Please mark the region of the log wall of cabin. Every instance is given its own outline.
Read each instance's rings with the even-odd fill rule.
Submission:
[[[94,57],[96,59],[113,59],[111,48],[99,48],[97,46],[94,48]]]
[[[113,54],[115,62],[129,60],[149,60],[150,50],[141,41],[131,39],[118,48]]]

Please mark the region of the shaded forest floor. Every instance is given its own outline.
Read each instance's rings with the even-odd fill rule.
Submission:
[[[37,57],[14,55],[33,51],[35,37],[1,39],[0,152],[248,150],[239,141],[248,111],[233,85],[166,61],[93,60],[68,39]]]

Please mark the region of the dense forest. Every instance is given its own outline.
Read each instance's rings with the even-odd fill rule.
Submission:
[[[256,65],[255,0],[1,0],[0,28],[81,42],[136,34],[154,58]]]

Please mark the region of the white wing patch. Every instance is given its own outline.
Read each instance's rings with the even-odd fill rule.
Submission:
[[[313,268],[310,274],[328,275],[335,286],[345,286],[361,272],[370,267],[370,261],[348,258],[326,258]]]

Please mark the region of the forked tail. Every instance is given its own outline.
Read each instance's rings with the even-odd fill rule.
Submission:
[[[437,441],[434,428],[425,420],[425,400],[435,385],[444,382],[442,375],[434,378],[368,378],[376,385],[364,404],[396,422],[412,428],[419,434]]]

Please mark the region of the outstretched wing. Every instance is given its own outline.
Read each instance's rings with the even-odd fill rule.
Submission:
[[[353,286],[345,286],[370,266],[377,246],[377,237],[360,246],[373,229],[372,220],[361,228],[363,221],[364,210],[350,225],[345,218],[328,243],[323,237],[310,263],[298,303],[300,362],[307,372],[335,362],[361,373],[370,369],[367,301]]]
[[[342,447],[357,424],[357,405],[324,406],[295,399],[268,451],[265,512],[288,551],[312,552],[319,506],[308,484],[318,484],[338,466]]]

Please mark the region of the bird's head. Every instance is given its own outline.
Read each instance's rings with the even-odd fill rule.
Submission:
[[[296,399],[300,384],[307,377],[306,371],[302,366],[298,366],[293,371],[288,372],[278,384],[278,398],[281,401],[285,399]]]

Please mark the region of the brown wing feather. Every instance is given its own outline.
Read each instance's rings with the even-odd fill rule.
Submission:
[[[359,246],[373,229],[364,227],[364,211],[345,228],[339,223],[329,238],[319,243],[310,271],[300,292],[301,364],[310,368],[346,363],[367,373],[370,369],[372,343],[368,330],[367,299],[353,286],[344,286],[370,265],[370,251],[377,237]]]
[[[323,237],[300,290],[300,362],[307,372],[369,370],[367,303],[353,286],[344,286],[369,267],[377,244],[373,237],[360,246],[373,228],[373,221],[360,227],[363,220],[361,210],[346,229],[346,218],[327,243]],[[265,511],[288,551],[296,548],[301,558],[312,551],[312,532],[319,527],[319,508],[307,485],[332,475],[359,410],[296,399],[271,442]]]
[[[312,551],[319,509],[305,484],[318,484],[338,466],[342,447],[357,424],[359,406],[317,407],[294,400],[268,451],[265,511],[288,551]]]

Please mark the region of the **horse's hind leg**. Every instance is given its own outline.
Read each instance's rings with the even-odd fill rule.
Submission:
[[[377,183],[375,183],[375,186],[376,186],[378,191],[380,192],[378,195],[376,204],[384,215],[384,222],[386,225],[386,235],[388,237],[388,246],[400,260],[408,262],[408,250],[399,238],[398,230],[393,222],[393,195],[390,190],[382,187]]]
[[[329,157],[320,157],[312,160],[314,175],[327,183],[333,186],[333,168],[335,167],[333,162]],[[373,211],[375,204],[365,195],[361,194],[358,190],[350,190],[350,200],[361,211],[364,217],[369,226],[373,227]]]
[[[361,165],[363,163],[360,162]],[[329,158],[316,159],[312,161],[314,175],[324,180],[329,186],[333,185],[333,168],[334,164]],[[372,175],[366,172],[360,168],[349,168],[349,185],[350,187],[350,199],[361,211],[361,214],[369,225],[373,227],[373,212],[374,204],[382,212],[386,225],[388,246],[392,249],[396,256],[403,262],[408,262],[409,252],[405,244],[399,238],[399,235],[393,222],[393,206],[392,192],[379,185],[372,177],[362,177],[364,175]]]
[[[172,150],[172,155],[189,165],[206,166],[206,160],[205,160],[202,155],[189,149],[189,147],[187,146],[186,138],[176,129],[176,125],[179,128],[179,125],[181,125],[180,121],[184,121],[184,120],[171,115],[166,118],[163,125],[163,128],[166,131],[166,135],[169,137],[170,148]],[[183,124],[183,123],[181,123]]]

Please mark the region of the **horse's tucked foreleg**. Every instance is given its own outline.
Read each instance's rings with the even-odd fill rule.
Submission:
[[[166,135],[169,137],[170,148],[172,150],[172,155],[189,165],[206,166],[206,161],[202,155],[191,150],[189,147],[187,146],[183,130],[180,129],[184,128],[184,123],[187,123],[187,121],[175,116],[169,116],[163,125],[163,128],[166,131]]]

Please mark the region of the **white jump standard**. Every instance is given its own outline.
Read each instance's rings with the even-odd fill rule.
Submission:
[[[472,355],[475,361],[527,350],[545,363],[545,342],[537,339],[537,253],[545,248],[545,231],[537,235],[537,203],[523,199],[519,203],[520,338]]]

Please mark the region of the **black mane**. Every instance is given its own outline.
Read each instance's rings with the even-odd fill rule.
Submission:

* **PROMPT**: Print, without any changes, every line from the one holding "Please mark the region of the **black" through the end of the records, inclusive.

* **RESULT BELOW**:
Please mark the region of the **black mane**. Every instance is given its own outline.
Read each instance's rings with the even-odd fill rule.
Submission:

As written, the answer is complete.